====== Records to use
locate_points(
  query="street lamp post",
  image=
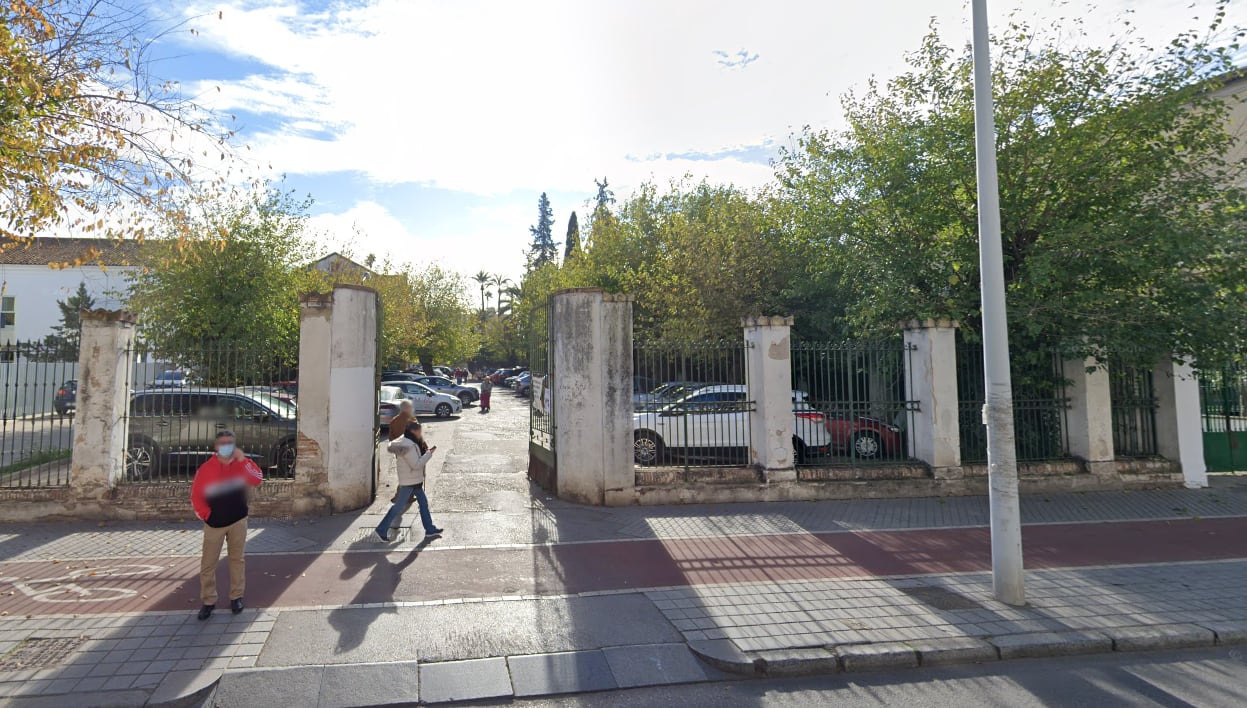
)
(1006, 566)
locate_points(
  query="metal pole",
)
(1006, 566)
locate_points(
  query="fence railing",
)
(1134, 409)
(1040, 406)
(38, 400)
(176, 411)
(849, 404)
(692, 405)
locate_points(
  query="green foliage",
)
(235, 283)
(65, 337)
(544, 248)
(1122, 213)
(571, 246)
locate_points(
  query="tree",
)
(235, 288)
(544, 248)
(483, 279)
(87, 135)
(572, 243)
(1122, 217)
(500, 283)
(62, 344)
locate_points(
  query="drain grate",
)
(40, 653)
(942, 598)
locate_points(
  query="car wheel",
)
(141, 458)
(646, 449)
(799, 451)
(287, 454)
(867, 446)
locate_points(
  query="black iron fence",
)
(1134, 409)
(849, 403)
(691, 401)
(177, 409)
(38, 400)
(1040, 405)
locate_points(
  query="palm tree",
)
(500, 287)
(484, 279)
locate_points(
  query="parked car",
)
(665, 393)
(387, 406)
(428, 400)
(715, 421)
(524, 384)
(173, 379)
(279, 394)
(465, 394)
(66, 398)
(170, 428)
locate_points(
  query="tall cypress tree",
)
(572, 243)
(544, 248)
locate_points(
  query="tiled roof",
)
(92, 251)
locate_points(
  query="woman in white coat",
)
(412, 454)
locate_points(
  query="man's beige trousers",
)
(236, 535)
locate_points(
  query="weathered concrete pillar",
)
(1179, 433)
(768, 373)
(591, 390)
(337, 399)
(1090, 414)
(100, 419)
(934, 430)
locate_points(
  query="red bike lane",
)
(369, 576)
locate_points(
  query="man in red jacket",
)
(220, 499)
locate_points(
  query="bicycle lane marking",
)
(361, 577)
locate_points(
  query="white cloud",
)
(491, 96)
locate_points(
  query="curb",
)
(726, 656)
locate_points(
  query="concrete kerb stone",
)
(877, 656)
(1228, 631)
(1160, 637)
(1039, 645)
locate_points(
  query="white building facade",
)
(31, 284)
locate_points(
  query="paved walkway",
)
(546, 596)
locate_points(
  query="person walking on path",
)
(486, 387)
(218, 495)
(413, 454)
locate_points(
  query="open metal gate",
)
(1222, 398)
(543, 455)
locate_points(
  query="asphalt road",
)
(21, 436)
(1212, 678)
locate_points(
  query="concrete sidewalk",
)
(747, 603)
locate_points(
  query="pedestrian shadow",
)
(351, 621)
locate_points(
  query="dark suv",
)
(66, 398)
(173, 428)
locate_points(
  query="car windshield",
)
(276, 404)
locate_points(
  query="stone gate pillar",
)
(1090, 416)
(591, 389)
(934, 434)
(1179, 420)
(768, 373)
(100, 418)
(337, 399)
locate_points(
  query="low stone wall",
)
(165, 501)
(720, 485)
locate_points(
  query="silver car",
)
(427, 400)
(444, 385)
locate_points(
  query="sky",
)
(427, 130)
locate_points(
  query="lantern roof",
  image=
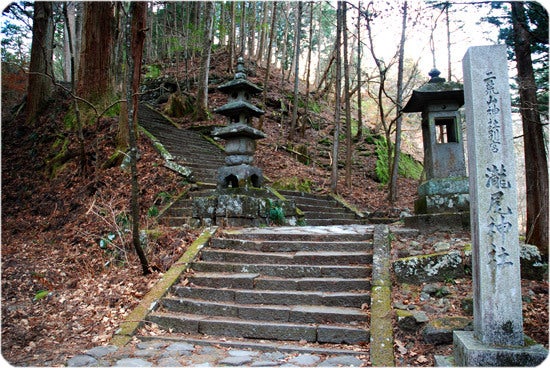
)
(436, 90)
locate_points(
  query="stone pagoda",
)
(239, 135)
(445, 189)
(240, 198)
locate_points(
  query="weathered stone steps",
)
(290, 246)
(282, 297)
(266, 312)
(276, 284)
(299, 257)
(262, 282)
(236, 327)
(285, 270)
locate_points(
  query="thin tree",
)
(40, 68)
(296, 71)
(347, 96)
(138, 12)
(95, 80)
(268, 61)
(336, 136)
(536, 164)
(359, 134)
(392, 195)
(308, 68)
(201, 112)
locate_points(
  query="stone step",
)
(259, 345)
(335, 214)
(280, 258)
(253, 281)
(332, 221)
(296, 194)
(265, 312)
(284, 270)
(234, 327)
(291, 246)
(281, 297)
(318, 233)
(174, 221)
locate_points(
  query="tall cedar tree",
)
(95, 82)
(337, 110)
(201, 113)
(536, 164)
(399, 117)
(40, 68)
(138, 12)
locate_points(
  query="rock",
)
(82, 361)
(342, 360)
(180, 348)
(440, 330)
(100, 351)
(236, 361)
(402, 306)
(305, 360)
(132, 362)
(467, 305)
(411, 321)
(441, 247)
(242, 353)
(436, 290)
(169, 362)
(429, 268)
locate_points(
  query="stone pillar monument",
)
(497, 339)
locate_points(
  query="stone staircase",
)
(287, 283)
(191, 150)
(188, 148)
(321, 210)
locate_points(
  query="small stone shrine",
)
(446, 186)
(240, 199)
(497, 338)
(240, 137)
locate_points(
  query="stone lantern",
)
(446, 187)
(240, 137)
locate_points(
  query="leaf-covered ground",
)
(69, 274)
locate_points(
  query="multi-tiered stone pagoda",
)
(239, 135)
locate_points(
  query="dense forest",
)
(351, 54)
(73, 74)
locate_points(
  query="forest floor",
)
(69, 274)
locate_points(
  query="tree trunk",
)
(138, 13)
(263, 31)
(232, 35)
(95, 82)
(397, 147)
(359, 134)
(347, 98)
(296, 72)
(243, 29)
(308, 69)
(268, 62)
(251, 30)
(536, 164)
(335, 140)
(202, 94)
(40, 68)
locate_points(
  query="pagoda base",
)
(240, 176)
(241, 207)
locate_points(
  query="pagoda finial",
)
(240, 69)
(434, 75)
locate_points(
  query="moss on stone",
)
(149, 302)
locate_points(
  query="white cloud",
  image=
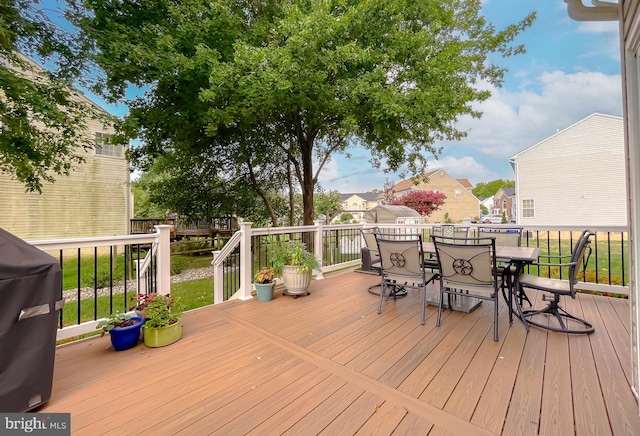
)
(512, 121)
(598, 27)
(461, 168)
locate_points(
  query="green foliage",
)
(293, 253)
(489, 189)
(158, 310)
(258, 85)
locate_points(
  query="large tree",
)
(42, 119)
(306, 77)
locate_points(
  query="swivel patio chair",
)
(505, 237)
(553, 312)
(402, 259)
(467, 268)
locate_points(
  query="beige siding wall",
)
(89, 202)
(576, 177)
(467, 206)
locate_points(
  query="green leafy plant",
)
(158, 310)
(265, 275)
(293, 253)
(113, 321)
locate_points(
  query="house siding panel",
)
(577, 176)
(91, 201)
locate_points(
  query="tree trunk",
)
(308, 183)
(292, 202)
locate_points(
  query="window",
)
(528, 209)
(104, 148)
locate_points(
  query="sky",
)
(569, 71)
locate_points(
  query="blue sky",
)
(569, 71)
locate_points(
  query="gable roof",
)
(408, 184)
(509, 192)
(466, 183)
(513, 159)
(369, 196)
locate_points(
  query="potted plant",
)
(264, 283)
(295, 264)
(123, 330)
(162, 315)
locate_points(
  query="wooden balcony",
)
(328, 363)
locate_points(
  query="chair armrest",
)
(549, 256)
(554, 264)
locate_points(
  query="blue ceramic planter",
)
(123, 338)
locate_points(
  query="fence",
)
(339, 247)
(145, 261)
(101, 274)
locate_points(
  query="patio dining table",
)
(519, 257)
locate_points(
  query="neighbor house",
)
(503, 203)
(358, 204)
(94, 200)
(574, 177)
(460, 204)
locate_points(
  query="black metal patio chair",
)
(557, 318)
(467, 270)
(402, 260)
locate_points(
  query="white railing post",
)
(317, 246)
(163, 258)
(246, 256)
(141, 279)
(218, 279)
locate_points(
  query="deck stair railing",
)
(338, 246)
(156, 268)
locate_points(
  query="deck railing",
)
(103, 273)
(339, 247)
(250, 249)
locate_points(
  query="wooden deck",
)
(327, 363)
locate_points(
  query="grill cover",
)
(30, 298)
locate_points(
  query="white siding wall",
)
(577, 176)
(90, 202)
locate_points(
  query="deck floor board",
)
(327, 363)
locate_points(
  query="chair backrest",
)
(401, 254)
(466, 261)
(580, 257)
(369, 237)
(505, 237)
(450, 231)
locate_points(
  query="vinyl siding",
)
(91, 201)
(577, 176)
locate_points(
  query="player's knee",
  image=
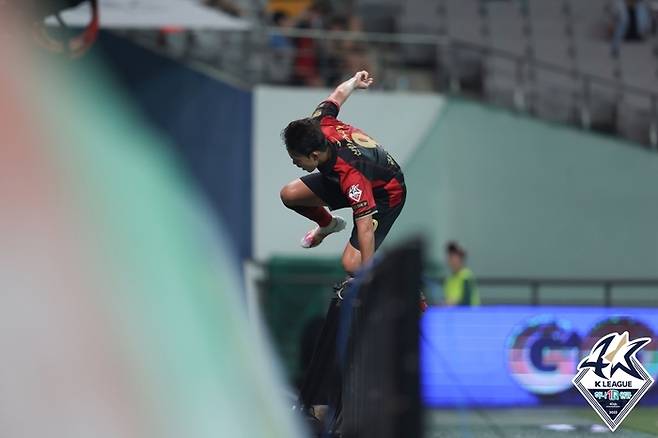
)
(351, 262)
(288, 195)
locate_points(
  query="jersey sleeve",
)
(358, 191)
(328, 108)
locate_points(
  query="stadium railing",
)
(433, 63)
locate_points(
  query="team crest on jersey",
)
(355, 193)
(612, 379)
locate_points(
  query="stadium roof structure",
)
(148, 14)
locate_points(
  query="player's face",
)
(308, 163)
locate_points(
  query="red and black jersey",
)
(367, 175)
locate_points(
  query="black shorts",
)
(330, 192)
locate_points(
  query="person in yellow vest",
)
(459, 287)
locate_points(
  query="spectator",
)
(306, 65)
(459, 287)
(282, 51)
(632, 22)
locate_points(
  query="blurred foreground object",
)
(35, 12)
(120, 309)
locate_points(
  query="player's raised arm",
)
(360, 80)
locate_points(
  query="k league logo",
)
(612, 379)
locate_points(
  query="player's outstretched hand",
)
(363, 79)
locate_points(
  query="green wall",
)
(529, 198)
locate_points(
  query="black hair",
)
(304, 136)
(453, 247)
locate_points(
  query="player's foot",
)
(315, 237)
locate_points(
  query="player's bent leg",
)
(351, 259)
(297, 194)
(299, 197)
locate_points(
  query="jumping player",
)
(354, 171)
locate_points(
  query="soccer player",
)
(354, 171)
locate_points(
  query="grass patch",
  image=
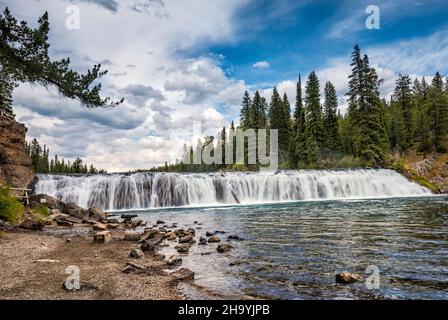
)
(10, 208)
(42, 210)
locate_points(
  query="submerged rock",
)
(202, 241)
(183, 247)
(183, 274)
(223, 247)
(174, 260)
(234, 237)
(186, 239)
(31, 224)
(347, 277)
(97, 214)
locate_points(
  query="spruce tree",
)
(245, 114)
(314, 123)
(402, 98)
(277, 120)
(366, 112)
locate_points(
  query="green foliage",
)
(10, 208)
(318, 136)
(24, 58)
(314, 127)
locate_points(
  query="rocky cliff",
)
(15, 164)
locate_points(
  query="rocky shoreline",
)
(118, 256)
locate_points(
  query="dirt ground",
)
(101, 265)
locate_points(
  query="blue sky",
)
(180, 63)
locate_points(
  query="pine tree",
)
(437, 112)
(314, 122)
(6, 89)
(330, 117)
(403, 100)
(245, 115)
(366, 112)
(24, 58)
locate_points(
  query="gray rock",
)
(174, 260)
(214, 239)
(347, 277)
(223, 247)
(183, 274)
(97, 214)
(147, 247)
(183, 247)
(31, 224)
(136, 254)
(186, 239)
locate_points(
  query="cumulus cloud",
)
(261, 65)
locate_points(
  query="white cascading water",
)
(151, 190)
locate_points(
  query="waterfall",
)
(152, 190)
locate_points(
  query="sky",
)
(180, 64)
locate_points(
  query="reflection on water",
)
(292, 251)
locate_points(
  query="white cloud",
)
(261, 65)
(164, 96)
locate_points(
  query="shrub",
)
(10, 208)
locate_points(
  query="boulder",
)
(99, 226)
(183, 274)
(347, 277)
(113, 220)
(43, 199)
(174, 260)
(223, 247)
(64, 223)
(97, 214)
(214, 239)
(128, 216)
(136, 254)
(183, 247)
(31, 224)
(202, 241)
(102, 237)
(234, 237)
(186, 239)
(151, 234)
(132, 236)
(136, 223)
(170, 236)
(83, 286)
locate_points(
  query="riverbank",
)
(34, 263)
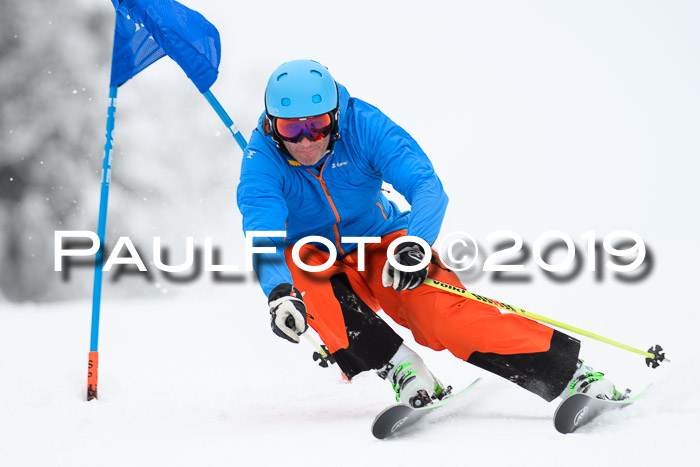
============
* Short problem *
Please count the lines in the items above that contain the word "fence", and give only that number.

* The reply *
3